Please edit the records below, changing every "How quickly" to "How fast" and leaving all other text as it is. Return the edited lines.

_Given information_

**********

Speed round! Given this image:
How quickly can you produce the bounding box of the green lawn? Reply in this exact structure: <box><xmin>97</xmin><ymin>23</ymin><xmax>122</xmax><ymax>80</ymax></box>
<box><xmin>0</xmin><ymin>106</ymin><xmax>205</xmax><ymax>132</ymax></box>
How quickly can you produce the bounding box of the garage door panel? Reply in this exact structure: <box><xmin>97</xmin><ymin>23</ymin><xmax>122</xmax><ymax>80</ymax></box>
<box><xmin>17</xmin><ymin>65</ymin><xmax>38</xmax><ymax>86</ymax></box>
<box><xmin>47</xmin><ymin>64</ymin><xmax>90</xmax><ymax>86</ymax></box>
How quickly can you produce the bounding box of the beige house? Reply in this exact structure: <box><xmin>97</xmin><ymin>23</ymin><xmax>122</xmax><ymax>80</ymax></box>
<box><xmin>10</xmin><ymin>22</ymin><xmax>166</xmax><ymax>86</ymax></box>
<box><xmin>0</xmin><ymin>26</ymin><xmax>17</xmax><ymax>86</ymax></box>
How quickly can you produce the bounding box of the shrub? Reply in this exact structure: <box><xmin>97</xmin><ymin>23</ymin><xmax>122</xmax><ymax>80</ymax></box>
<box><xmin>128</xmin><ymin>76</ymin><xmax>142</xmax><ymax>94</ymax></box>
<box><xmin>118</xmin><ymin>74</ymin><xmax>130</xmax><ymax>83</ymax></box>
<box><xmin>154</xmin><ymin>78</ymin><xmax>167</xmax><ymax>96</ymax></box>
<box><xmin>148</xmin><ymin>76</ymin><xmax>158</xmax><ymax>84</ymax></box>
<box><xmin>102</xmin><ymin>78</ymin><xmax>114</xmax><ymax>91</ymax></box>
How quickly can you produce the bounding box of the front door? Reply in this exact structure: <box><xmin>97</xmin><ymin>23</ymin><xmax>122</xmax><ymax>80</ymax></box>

**********

_Response to this exercise_
Speed round! Given this image:
How fast can you produce the bounding box of the green lawn? Reply in this exact structure: <box><xmin>97</xmin><ymin>23</ymin><xmax>122</xmax><ymax>80</ymax></box>
<box><xmin>0</xmin><ymin>106</ymin><xmax>205</xmax><ymax>132</ymax></box>
How fast can you produce the bounding box of the garage door panel? Reply in this exact structure: <box><xmin>97</xmin><ymin>23</ymin><xmax>122</xmax><ymax>80</ymax></box>
<box><xmin>17</xmin><ymin>65</ymin><xmax>38</xmax><ymax>86</ymax></box>
<box><xmin>47</xmin><ymin>64</ymin><xmax>90</xmax><ymax>86</ymax></box>
How fast can you produce the bounding box of the beige house? Reply in this exact structure: <box><xmin>97</xmin><ymin>23</ymin><xmax>122</xmax><ymax>80</ymax></box>
<box><xmin>10</xmin><ymin>22</ymin><xmax>166</xmax><ymax>86</ymax></box>
<box><xmin>0</xmin><ymin>26</ymin><xmax>17</xmax><ymax>86</ymax></box>
How fast can you produce the bounding box of the shrub? Reply in this exact structure: <box><xmin>97</xmin><ymin>23</ymin><xmax>122</xmax><ymax>80</ymax></box>
<box><xmin>128</xmin><ymin>76</ymin><xmax>142</xmax><ymax>94</ymax></box>
<box><xmin>118</xmin><ymin>74</ymin><xmax>130</xmax><ymax>83</ymax></box>
<box><xmin>154</xmin><ymin>78</ymin><xmax>167</xmax><ymax>96</ymax></box>
<box><xmin>148</xmin><ymin>76</ymin><xmax>158</xmax><ymax>84</ymax></box>
<box><xmin>102</xmin><ymin>78</ymin><xmax>114</xmax><ymax>91</ymax></box>
How fast can you produce the bounding box of the front door? Reply in this exact structure: <box><xmin>97</xmin><ymin>23</ymin><xmax>122</xmax><ymax>80</ymax></box>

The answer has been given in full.